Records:
==========

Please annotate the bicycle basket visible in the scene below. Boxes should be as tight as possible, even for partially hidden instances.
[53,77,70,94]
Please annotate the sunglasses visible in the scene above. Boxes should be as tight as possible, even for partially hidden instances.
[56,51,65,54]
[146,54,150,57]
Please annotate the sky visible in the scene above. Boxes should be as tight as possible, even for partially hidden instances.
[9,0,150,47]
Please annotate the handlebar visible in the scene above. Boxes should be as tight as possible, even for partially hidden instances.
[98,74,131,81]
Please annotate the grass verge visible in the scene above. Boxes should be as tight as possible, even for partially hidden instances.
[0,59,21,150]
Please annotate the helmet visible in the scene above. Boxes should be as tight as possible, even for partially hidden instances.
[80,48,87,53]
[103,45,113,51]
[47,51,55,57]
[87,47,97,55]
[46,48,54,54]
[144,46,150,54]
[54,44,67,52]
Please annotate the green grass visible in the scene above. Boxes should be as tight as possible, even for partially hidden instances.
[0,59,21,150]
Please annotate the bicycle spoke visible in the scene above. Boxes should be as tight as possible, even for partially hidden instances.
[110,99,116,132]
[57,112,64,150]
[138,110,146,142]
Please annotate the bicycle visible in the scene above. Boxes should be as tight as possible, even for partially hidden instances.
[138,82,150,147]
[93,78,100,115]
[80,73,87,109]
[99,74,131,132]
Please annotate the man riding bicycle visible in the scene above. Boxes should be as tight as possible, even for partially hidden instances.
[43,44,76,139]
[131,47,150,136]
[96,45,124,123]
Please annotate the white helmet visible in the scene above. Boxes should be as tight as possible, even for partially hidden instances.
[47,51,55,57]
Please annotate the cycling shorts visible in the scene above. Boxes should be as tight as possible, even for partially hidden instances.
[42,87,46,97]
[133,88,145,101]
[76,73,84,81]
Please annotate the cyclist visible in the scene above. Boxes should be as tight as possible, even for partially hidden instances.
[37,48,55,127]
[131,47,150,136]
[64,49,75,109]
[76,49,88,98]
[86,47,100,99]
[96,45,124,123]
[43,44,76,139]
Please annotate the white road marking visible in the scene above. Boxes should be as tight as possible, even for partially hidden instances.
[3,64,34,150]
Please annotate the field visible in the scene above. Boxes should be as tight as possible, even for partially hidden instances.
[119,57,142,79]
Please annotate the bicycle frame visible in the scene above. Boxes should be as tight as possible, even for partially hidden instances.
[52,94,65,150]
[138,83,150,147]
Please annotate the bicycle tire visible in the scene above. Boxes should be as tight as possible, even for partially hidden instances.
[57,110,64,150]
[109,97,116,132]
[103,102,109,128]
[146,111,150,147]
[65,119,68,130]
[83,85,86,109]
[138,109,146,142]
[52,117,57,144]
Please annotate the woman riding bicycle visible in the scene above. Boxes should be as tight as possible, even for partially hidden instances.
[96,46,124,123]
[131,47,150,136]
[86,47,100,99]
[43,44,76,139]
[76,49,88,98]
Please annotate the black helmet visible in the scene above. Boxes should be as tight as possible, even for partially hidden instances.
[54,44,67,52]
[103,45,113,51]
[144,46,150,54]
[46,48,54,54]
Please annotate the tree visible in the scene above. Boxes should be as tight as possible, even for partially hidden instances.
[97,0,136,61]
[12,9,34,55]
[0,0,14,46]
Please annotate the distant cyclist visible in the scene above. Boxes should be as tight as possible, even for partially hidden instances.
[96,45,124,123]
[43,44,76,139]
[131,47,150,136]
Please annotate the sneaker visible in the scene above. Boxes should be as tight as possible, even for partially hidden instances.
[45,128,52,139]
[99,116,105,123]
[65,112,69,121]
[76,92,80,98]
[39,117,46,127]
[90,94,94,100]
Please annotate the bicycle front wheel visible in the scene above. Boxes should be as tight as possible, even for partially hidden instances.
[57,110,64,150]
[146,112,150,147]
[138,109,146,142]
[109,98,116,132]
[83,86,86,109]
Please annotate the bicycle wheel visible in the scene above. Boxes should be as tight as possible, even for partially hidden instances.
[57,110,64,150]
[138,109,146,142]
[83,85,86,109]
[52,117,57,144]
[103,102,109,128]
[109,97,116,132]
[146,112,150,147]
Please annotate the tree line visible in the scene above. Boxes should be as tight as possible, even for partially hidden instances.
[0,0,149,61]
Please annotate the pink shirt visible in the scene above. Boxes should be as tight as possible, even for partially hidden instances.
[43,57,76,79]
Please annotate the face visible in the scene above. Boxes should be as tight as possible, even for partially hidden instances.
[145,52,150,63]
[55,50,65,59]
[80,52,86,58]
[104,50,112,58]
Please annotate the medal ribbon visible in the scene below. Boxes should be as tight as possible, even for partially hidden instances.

==========

Reproduce the whole listing above word for word, from its first line to its last.

Please annotate the bicycle basket visible in the scene below. Boxes should be as tight as possible, even for partially hidden instances.
[53,77,70,94]
Please annotate the sunglasses visible in the scene above. Boxes should be as tight as possible, even for partially hidden instances.
[56,51,65,54]
[146,54,150,57]
Please annotate the sky visible in the scene above. Boxes should be as tight as possible, even for partially hidden instances.
[9,0,150,47]
Please annotate the handlebar visible in the scene above. Boxes should be as tight as possible, even for partially hidden instances.
[98,74,131,81]
Please annotate the grass verge visible in the scene above. Boxes should be as tight as possible, even for partially hidden instances.
[0,59,21,150]
Please annotate the helmet visible in the scene above. Boxes should be as tight as possible, even for partially hidden instances.
[80,48,87,53]
[103,45,113,51]
[47,51,55,57]
[87,47,97,55]
[46,48,54,54]
[144,46,150,54]
[54,44,67,52]
Please annotate the green grass visible in the scene above. Boxes should be as tight as possible, even for partially hidden instances.
[0,59,21,150]
Please annotate the bicycle spoke visible in the scene above. Boxes should be as tight as possible, even for partially hidden instances.
[110,99,116,132]
[57,112,64,150]
[138,110,146,142]
Please annotate the bicycle visible in the scene above. Boxes should be as tight as possible, even for partially hidden instances.
[138,82,150,147]
[93,78,100,115]
[80,73,87,109]
[99,74,131,132]
Please annotate the man riding bicycle visible in the scene above. Boxes should be as tight as possible, even for partially hidden instances.
[43,44,76,139]
[131,47,150,136]
[96,45,124,123]
Please annotate the white helmet visible in the scene above. Boxes should be as tight as possible, even for partially hidden instances.
[47,51,55,57]
Please annotate the cycling shorts visible in the scene above. Boxes should be as tight as possible, even for partially hidden instances.
[42,87,46,97]
[133,88,145,101]
[76,73,84,81]
Please annotate the cyclist visible in the scene above. Boxes should be as tight as possible, even for partially hidden instances.
[37,48,55,127]
[131,47,150,136]
[64,49,75,109]
[76,49,88,98]
[86,47,100,99]
[96,45,124,123]
[43,44,76,139]
Please annotate the white road marking visible in the scene above. Boxes should be as tight as possible, even for partially hidden instances.
[3,64,34,150]
Please annotate the field visible in the scene above. Boxes should be as tight as possible, even for partially hidden instances.
[119,57,142,79]
Please annotate the bicycle frame visible in the scene above. Boxes should be as tight as possible, even for partially hidden instances.
[52,94,65,150]
[138,83,150,147]
Please annotate the bicycle tire visible in the scene above. Boxes should be as tight as possible, even for partially hidden instances.
[57,110,64,150]
[109,97,116,132]
[103,102,109,128]
[146,111,150,147]
[65,119,68,130]
[83,85,86,109]
[138,109,146,142]
[52,117,57,144]
Please annotate the woman riding bicycle visible in the scene above. Boxes should be as tight as possible, even for partially hidden instances.
[96,46,124,123]
[131,47,150,136]
[86,47,100,99]
[43,44,76,139]
[76,49,88,98]
Please annotate the black helmet visible in the scene above. Boxes should be as tight as possible, even for partially hidden instances.
[54,44,67,52]
[103,45,113,51]
[144,46,150,54]
[46,48,54,54]
Please annotate the tree visible in the scene above. Boxes should be as tight as possible, even for partially hidden instances.
[97,0,136,61]
[12,9,34,55]
[0,0,14,46]
Please annotate the distant cyclist visible in the scene above. Boxes should be as tight as possible, even for partially hidden instances.
[96,45,124,123]
[43,44,76,139]
[131,47,150,136]
Please annotate the sneaker visible in the scene above. Boxes should be as tight as possible, even for partially hidden instances.
[45,128,52,139]
[99,116,105,123]
[65,112,69,121]
[76,92,80,98]
[39,117,46,127]
[90,94,94,100]
Please annotate the bicycle front wheel visible in the scene above. Boxes should be as tight as possible, even for partially hidden instances.
[57,110,64,150]
[146,112,150,147]
[138,109,146,142]
[109,98,116,132]
[83,86,86,109]
Please annotate the bicycle wheel visible in the scene above. Boxes should be as tight as possible, even for partially hidden instances.
[57,110,64,150]
[138,109,146,142]
[83,85,86,109]
[52,117,57,144]
[103,102,109,128]
[109,97,116,132]
[146,112,150,147]
Please annotate the tree line visible in the scene above. Boxes should be as tight as possible, even for partially hidden instances.
[0,0,149,61]
Please annotate the pink shirt visible in the scene above. Boxes should be as tight as possible, even for partially hidden instances.
[43,57,76,79]
Please annotate the face visible in the scene above. Boxes should be as tight as possible, even for partially hidden instances.
[145,52,150,63]
[55,50,65,59]
[80,52,86,58]
[104,50,112,58]
Please annotate the medal ribbon visible in the scene below. Boxes should be as tight as possible, even for partially hidden instances.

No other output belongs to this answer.